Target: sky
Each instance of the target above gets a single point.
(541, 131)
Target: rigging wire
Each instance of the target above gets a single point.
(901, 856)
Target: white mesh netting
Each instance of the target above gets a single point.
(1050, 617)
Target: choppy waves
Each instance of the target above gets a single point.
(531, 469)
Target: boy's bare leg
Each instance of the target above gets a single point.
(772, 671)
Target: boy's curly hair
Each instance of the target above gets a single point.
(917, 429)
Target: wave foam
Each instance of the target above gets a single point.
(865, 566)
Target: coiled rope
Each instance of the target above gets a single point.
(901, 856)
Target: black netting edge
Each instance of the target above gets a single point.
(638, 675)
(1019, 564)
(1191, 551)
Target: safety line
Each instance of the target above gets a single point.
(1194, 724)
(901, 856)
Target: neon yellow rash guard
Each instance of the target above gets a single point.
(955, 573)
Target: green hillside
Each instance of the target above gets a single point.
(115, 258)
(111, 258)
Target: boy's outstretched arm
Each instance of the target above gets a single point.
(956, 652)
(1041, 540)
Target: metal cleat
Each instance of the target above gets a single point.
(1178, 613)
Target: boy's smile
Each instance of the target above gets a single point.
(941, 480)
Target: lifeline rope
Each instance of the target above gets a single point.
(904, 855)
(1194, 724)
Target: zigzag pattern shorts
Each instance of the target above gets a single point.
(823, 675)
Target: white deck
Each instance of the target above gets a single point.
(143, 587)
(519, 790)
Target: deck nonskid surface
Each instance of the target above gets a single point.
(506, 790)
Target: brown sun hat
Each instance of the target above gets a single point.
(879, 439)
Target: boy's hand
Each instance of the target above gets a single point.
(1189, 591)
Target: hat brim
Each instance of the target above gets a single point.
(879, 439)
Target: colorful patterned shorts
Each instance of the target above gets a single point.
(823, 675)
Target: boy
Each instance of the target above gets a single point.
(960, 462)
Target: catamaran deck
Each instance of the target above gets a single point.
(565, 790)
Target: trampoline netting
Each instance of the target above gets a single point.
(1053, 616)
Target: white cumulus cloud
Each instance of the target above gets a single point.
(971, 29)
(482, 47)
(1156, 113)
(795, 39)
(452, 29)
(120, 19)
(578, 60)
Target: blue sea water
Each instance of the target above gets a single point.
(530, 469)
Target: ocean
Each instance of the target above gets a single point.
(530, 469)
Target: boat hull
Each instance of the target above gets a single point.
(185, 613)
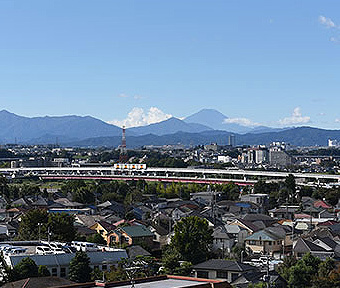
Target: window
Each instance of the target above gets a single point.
(203, 274)
(222, 274)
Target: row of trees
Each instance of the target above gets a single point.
(39, 224)
(132, 191)
(191, 243)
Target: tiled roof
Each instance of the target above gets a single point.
(220, 264)
(137, 231)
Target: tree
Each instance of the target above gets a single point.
(36, 223)
(96, 238)
(192, 239)
(61, 227)
(79, 268)
(43, 271)
(33, 222)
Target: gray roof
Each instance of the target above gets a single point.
(65, 259)
(220, 264)
(137, 250)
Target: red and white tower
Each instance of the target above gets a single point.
(123, 157)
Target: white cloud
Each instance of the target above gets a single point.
(122, 95)
(327, 22)
(241, 121)
(137, 117)
(296, 118)
(334, 39)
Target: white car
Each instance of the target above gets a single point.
(43, 250)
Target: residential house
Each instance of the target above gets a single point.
(264, 242)
(251, 278)
(221, 269)
(304, 246)
(131, 235)
(223, 241)
(58, 264)
(103, 228)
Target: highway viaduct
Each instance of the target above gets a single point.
(186, 175)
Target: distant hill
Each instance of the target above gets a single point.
(302, 136)
(216, 120)
(169, 126)
(65, 128)
(89, 131)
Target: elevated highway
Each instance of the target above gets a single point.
(242, 177)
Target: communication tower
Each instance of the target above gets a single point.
(123, 157)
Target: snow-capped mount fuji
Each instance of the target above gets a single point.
(216, 121)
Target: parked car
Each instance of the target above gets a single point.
(43, 250)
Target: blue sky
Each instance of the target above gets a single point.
(273, 63)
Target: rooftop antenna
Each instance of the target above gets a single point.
(123, 157)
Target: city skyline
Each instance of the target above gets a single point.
(263, 63)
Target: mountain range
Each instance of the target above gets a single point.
(203, 127)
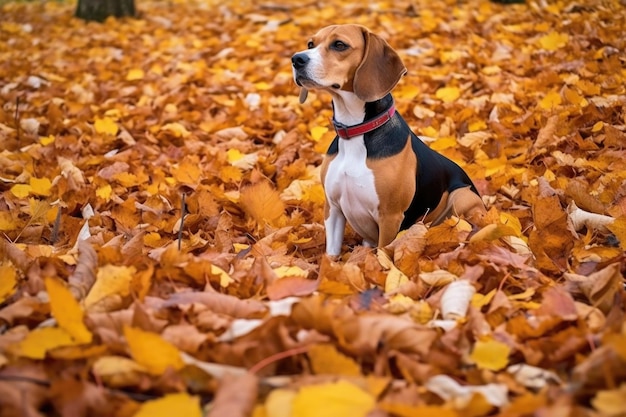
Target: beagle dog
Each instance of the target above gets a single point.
(377, 174)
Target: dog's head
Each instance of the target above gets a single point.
(348, 58)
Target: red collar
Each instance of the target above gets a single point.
(347, 132)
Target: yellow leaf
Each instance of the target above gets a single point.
(334, 399)
(290, 271)
(66, 310)
(317, 132)
(493, 232)
(39, 341)
(47, 140)
(8, 282)
(104, 192)
(618, 227)
(325, 359)
(179, 404)
(481, 300)
(550, 100)
(553, 41)
(38, 208)
(106, 366)
(188, 171)
(597, 126)
(229, 173)
(407, 91)
(6, 221)
(262, 203)
(21, 190)
(152, 239)
(126, 179)
(225, 279)
(106, 126)
(490, 354)
(151, 351)
(233, 155)
(477, 126)
(135, 74)
(110, 280)
(443, 143)
(448, 94)
(176, 129)
(278, 403)
(263, 86)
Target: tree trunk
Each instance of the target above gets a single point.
(99, 10)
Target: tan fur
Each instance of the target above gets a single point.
(370, 69)
(395, 188)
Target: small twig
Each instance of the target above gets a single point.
(17, 119)
(183, 212)
(276, 357)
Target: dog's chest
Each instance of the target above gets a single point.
(350, 186)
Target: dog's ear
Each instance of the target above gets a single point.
(379, 71)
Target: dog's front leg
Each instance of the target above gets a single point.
(335, 224)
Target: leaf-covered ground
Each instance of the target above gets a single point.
(160, 209)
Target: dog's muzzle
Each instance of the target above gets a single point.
(299, 62)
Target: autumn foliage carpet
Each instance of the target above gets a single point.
(161, 216)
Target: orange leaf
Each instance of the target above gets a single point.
(262, 203)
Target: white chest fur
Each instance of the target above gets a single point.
(350, 188)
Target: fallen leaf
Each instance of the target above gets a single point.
(490, 354)
(151, 351)
(171, 404)
(325, 359)
(335, 399)
(67, 311)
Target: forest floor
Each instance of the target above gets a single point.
(161, 216)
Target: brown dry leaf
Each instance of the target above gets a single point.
(262, 202)
(551, 239)
(220, 303)
(600, 287)
(106, 128)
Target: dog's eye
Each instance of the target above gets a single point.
(339, 46)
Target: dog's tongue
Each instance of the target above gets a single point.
(303, 94)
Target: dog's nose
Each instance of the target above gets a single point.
(299, 60)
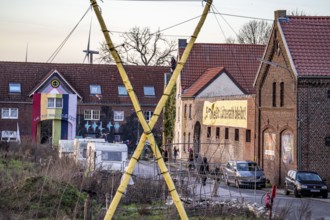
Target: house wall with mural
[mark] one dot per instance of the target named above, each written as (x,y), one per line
(221,140)
(103,108)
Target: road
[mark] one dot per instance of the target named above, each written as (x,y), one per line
(296,208)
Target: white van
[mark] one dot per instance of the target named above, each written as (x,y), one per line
(80,145)
(66,149)
(106,156)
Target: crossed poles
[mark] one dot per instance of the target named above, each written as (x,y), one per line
(148,127)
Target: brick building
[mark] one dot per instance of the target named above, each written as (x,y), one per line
(293,97)
(217,77)
(62,101)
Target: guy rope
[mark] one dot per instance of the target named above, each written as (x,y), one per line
(148,127)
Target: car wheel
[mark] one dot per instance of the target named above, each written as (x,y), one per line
(286,191)
(296,193)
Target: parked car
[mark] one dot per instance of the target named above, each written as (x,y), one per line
(305,183)
(244,173)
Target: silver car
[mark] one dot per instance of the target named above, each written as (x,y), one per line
(244,174)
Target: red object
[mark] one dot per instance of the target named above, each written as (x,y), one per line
(274,191)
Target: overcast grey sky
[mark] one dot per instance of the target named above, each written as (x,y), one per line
(44,24)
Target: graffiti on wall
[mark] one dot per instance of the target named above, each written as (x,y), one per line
(269,145)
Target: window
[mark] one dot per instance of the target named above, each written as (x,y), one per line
(217,133)
(55,103)
(282,94)
(9,136)
(111,156)
(236,134)
(14,88)
(226,133)
(92,115)
(117,138)
(185,111)
(190,111)
(9,113)
(95,89)
(118,115)
(149,90)
(208,132)
(248,135)
(274,94)
(122,91)
(148,115)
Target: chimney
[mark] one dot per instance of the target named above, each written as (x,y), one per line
(279,14)
(182,43)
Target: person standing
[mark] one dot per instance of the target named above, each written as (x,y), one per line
(203,170)
(191,158)
(165,155)
(175,153)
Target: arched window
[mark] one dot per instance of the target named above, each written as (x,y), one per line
(287,140)
(269,144)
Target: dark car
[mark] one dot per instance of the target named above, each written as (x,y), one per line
(244,173)
(305,183)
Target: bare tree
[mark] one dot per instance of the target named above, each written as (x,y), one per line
(254,32)
(141,47)
(230,40)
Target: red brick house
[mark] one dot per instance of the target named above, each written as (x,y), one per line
(63,101)
(293,97)
(217,77)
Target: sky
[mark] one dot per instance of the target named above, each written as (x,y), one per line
(32,30)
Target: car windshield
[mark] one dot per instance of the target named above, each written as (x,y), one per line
(248,167)
(308,177)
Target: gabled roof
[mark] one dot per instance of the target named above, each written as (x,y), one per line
(238,59)
(205,79)
(80,76)
(308,41)
(53,73)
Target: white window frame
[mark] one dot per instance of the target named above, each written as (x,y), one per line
(95,89)
(118,115)
(117,138)
(148,115)
(122,91)
(149,91)
(11,113)
(55,103)
(15,87)
(90,114)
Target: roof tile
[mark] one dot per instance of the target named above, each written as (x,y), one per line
(308,39)
(238,59)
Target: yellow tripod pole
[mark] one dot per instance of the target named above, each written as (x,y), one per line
(147,127)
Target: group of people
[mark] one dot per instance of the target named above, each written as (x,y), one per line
(175,154)
(195,161)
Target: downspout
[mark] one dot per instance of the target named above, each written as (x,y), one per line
(299,130)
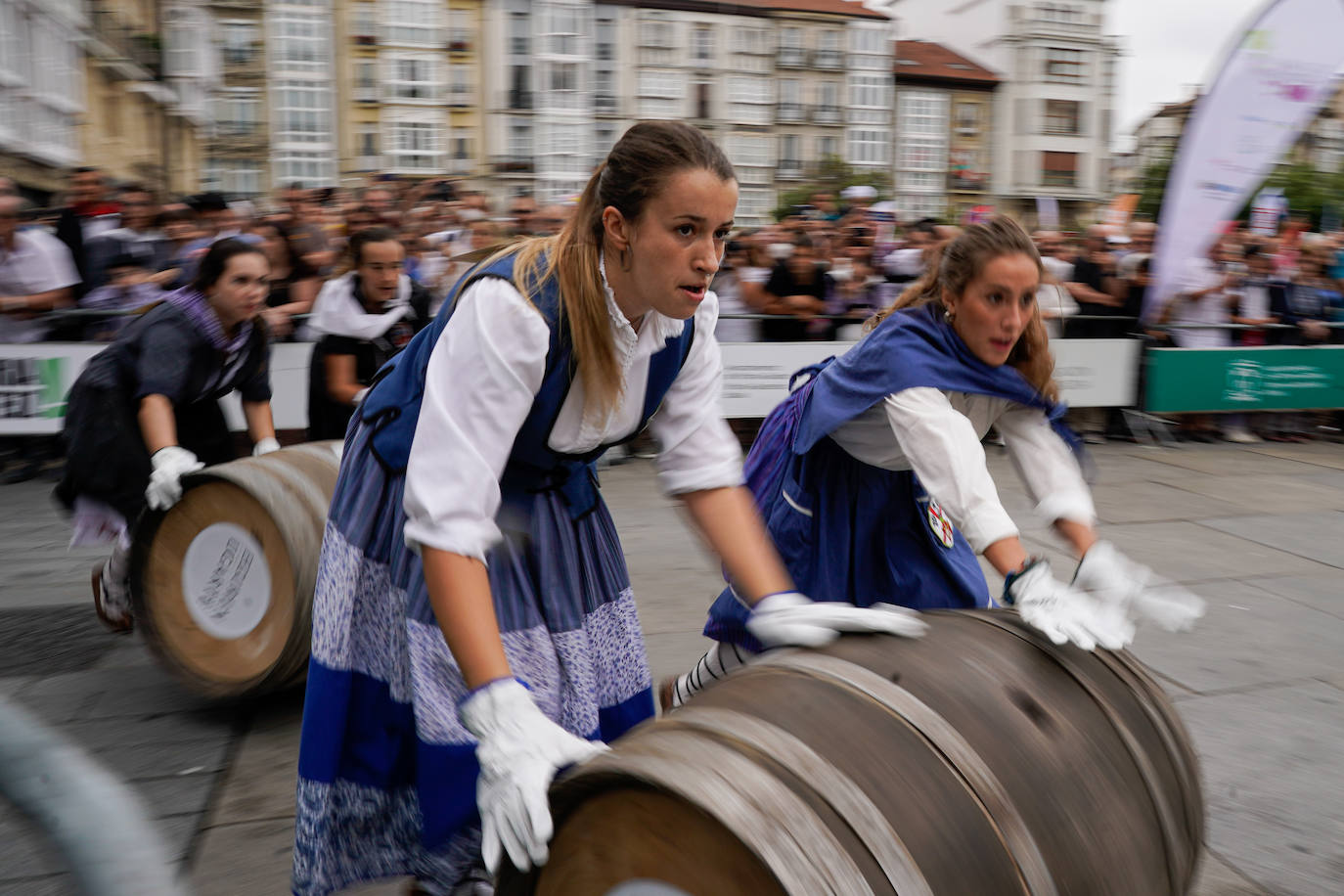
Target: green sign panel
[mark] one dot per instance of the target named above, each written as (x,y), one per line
(1243,379)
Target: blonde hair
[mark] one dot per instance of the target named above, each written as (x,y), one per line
(637,169)
(955,263)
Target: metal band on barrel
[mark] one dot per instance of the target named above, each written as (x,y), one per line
(768,817)
(960,755)
(1165,816)
(832,784)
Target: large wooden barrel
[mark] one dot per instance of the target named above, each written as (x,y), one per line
(980,759)
(222,583)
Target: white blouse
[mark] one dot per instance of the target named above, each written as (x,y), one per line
(482,378)
(938,437)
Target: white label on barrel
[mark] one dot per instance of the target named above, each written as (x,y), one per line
(226,580)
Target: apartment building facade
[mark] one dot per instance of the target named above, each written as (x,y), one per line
(1053,108)
(944,130)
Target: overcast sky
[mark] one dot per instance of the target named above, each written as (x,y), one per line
(1170,47)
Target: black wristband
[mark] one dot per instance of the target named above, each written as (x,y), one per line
(1012,576)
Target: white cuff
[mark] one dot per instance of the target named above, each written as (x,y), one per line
(719,475)
(1077,508)
(991,525)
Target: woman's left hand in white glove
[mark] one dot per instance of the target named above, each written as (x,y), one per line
(1129,586)
(519,752)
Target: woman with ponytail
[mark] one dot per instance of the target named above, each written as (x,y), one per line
(473,623)
(874,485)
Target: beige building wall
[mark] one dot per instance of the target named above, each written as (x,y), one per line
(125,104)
(466,90)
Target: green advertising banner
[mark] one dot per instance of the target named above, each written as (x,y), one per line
(1243,379)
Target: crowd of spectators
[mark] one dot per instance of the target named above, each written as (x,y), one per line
(818,274)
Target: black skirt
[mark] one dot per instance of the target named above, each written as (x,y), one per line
(107,458)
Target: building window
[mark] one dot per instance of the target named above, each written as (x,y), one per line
(414,22)
(660,94)
(416,146)
(236,112)
(365,74)
(754,205)
(656,32)
(1063,66)
(520,141)
(701,45)
(750,101)
(302,112)
(967,118)
(1063,117)
(232,176)
(1059,169)
(519,34)
(873,92)
(365,23)
(869,147)
(238,42)
(459,29)
(366,147)
(460,86)
(922,128)
(563,29)
(869,40)
(605,43)
(300,42)
(410,78)
(306,168)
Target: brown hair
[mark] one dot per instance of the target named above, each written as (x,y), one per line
(637,169)
(955,263)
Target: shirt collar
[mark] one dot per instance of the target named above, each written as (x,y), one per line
(656,327)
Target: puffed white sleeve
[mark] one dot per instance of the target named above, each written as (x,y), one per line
(1046,467)
(482,375)
(944,450)
(697,449)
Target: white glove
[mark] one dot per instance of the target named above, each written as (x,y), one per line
(171,464)
(519,752)
(1118,580)
(790,618)
(1062,612)
(265,446)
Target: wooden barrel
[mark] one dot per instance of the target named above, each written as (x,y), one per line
(977,759)
(222,583)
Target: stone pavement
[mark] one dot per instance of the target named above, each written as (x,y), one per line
(1260,532)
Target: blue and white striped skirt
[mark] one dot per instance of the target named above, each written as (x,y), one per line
(386,771)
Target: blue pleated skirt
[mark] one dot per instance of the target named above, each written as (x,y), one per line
(848,531)
(386,771)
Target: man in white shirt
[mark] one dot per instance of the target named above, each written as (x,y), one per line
(36,273)
(1204,291)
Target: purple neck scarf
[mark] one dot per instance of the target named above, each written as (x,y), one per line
(198,310)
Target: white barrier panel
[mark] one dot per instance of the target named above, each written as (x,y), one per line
(288,388)
(34,379)
(1092,373)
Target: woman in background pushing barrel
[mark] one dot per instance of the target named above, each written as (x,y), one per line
(473,625)
(874,485)
(146,410)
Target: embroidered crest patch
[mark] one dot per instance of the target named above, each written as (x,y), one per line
(940,524)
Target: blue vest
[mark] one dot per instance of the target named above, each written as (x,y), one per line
(394,399)
(909,349)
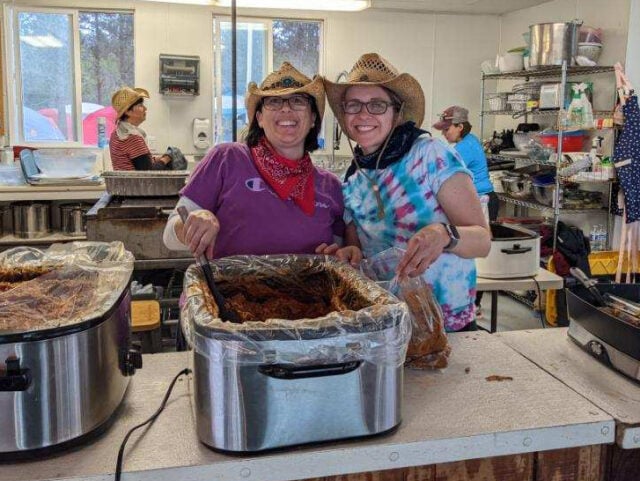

▬▬▬▬▬▬

Work out how many lines of the material contain "wall". Reply with that number only.

RESULT OF THIS EXERCISE: 3